- WHAT IS NEEDED -
Report each row below that contains the word "distant" by copying that line in full. Matches are case-sensitive.

- DATA IN THIS EXERCISE -
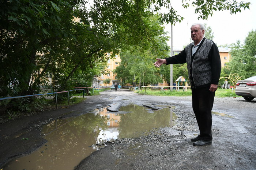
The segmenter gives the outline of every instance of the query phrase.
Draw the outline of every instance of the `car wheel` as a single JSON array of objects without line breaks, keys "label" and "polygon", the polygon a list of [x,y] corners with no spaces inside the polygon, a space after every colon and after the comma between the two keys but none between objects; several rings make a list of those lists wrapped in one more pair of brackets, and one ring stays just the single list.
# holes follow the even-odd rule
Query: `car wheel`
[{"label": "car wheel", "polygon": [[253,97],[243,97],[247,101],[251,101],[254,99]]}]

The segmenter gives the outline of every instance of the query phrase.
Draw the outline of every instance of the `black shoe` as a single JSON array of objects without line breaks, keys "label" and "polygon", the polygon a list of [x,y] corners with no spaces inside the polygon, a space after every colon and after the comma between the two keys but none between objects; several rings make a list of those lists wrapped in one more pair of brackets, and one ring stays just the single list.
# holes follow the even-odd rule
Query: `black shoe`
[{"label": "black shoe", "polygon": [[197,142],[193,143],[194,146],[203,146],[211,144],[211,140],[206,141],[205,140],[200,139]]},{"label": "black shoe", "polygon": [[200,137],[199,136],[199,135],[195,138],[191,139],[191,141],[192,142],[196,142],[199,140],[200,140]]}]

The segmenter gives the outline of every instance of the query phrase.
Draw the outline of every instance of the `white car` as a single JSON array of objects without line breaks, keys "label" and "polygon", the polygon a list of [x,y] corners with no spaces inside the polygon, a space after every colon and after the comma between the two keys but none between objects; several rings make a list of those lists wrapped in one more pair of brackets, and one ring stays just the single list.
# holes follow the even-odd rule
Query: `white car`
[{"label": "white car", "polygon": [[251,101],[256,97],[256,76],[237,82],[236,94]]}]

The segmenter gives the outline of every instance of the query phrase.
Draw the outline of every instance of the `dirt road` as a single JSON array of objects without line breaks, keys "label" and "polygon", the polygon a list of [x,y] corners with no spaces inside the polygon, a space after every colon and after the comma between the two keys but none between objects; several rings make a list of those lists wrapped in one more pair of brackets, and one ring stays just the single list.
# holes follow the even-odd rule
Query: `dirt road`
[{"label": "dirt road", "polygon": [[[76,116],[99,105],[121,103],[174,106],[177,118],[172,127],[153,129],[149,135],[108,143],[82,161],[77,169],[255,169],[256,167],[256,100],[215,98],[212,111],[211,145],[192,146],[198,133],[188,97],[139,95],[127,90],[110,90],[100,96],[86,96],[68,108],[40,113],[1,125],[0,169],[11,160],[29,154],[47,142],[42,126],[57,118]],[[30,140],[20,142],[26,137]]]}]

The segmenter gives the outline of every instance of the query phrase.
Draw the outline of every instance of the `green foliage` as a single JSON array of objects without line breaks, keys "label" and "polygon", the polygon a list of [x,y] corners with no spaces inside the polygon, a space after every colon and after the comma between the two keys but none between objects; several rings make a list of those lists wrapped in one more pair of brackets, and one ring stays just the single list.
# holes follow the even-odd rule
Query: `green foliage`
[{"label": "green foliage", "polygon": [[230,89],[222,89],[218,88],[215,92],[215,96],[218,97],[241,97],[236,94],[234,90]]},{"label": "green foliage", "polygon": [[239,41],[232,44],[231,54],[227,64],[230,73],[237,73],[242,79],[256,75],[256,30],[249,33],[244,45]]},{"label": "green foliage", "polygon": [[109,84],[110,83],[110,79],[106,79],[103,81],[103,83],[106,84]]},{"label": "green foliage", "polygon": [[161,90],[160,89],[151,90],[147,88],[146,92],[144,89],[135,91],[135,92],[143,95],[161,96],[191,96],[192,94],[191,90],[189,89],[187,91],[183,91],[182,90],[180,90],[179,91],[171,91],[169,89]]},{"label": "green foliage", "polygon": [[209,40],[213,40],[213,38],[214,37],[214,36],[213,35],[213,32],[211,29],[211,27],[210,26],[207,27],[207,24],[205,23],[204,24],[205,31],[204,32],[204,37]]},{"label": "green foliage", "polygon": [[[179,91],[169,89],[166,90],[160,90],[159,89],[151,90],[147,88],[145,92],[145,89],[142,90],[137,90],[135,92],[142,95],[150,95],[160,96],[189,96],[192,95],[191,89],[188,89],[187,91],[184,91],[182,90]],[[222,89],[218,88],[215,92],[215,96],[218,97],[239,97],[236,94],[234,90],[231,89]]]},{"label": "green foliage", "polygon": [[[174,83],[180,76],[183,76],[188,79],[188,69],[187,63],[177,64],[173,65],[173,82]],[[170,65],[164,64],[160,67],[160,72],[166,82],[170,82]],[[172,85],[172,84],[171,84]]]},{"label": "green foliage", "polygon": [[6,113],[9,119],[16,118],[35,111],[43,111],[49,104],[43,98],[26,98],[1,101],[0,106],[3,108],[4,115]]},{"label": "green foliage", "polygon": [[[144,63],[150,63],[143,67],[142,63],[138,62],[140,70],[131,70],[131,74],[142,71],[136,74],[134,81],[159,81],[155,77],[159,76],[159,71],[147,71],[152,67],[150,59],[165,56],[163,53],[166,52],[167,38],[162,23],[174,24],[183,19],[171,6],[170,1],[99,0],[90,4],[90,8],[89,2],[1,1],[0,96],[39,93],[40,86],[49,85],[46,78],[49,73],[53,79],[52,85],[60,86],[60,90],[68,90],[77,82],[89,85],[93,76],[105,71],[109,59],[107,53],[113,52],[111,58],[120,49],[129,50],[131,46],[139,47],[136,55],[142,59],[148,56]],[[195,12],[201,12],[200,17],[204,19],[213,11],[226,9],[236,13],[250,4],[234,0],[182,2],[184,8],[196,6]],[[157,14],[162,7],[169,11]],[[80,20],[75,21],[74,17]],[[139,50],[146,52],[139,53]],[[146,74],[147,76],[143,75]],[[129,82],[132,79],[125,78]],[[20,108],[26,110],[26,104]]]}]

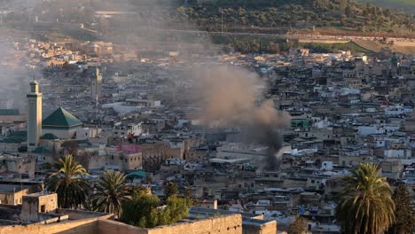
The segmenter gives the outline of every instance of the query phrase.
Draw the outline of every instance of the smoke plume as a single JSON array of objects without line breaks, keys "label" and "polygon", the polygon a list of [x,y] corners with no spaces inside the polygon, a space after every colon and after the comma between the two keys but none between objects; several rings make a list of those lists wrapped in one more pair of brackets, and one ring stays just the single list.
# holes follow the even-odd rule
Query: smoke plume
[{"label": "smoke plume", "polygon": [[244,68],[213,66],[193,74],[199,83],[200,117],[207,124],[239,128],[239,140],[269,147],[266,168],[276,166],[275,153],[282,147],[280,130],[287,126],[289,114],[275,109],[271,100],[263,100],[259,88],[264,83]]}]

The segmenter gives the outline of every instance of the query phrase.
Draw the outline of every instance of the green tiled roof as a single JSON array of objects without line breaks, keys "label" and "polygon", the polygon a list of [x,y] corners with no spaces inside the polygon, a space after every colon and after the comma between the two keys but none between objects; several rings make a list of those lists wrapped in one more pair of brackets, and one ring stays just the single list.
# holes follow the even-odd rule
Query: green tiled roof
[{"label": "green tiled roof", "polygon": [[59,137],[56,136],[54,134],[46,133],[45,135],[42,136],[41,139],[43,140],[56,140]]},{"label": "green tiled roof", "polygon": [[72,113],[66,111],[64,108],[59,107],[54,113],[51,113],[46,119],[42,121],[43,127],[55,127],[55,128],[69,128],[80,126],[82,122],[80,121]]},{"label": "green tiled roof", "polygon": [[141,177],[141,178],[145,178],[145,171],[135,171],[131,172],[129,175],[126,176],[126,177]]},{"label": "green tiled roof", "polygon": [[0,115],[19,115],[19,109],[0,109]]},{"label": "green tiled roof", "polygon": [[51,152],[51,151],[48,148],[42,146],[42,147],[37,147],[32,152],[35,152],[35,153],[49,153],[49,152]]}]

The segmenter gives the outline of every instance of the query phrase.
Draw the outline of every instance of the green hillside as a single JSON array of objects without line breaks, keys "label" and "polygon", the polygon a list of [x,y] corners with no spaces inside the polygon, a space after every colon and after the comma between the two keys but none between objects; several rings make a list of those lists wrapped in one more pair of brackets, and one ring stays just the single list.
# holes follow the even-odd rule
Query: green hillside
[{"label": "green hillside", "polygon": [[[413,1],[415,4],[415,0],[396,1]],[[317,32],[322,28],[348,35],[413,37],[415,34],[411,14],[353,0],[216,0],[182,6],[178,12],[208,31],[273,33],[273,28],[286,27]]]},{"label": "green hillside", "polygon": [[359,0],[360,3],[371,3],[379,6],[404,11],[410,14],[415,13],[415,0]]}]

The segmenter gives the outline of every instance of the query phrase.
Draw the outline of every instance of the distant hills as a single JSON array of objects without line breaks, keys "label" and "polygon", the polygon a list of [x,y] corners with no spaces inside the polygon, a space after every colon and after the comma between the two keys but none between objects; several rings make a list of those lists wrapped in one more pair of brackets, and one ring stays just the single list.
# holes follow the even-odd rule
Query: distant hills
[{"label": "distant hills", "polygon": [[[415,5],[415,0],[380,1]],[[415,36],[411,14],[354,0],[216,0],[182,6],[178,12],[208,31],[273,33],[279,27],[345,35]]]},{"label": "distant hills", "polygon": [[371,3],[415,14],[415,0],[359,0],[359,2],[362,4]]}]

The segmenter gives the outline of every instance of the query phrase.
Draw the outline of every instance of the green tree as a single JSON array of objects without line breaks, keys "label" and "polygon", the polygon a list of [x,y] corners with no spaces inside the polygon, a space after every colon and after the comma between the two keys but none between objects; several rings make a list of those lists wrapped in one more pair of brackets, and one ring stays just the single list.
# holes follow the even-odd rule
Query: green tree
* * *
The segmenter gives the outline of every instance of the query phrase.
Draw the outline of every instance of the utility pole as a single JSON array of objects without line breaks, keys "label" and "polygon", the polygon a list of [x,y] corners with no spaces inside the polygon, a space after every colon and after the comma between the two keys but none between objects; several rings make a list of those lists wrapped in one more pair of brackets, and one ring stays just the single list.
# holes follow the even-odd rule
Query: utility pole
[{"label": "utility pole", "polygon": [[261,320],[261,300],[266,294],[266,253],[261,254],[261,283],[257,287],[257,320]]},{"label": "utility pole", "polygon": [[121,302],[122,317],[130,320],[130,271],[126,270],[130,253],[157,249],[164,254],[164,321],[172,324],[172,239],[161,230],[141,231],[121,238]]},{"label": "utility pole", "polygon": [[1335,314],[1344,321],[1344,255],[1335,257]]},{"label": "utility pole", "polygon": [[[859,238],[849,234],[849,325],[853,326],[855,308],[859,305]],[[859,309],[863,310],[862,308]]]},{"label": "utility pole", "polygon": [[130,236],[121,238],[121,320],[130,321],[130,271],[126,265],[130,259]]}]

- THE REPLY -
Draw the outline of every instance of the distant hills as a single JSON array of objects without line breaks, keys "label" and "polygon", the polygon a list of [x,y] corners with no spaces inside the polygon, a space after every colon and after the comma between the two keys but none between objects; several rings make a list of those lists wrapped in one more pair of brackets, and one ring stays just the single list.
Query: distant hills
[{"label": "distant hills", "polygon": [[[415,5],[415,0],[380,1]],[[415,36],[411,14],[354,0],[216,0],[182,6],[178,12],[208,31],[273,33],[279,27],[345,35]]]},{"label": "distant hills", "polygon": [[371,3],[415,14],[415,0],[359,0],[359,2],[362,4]]}]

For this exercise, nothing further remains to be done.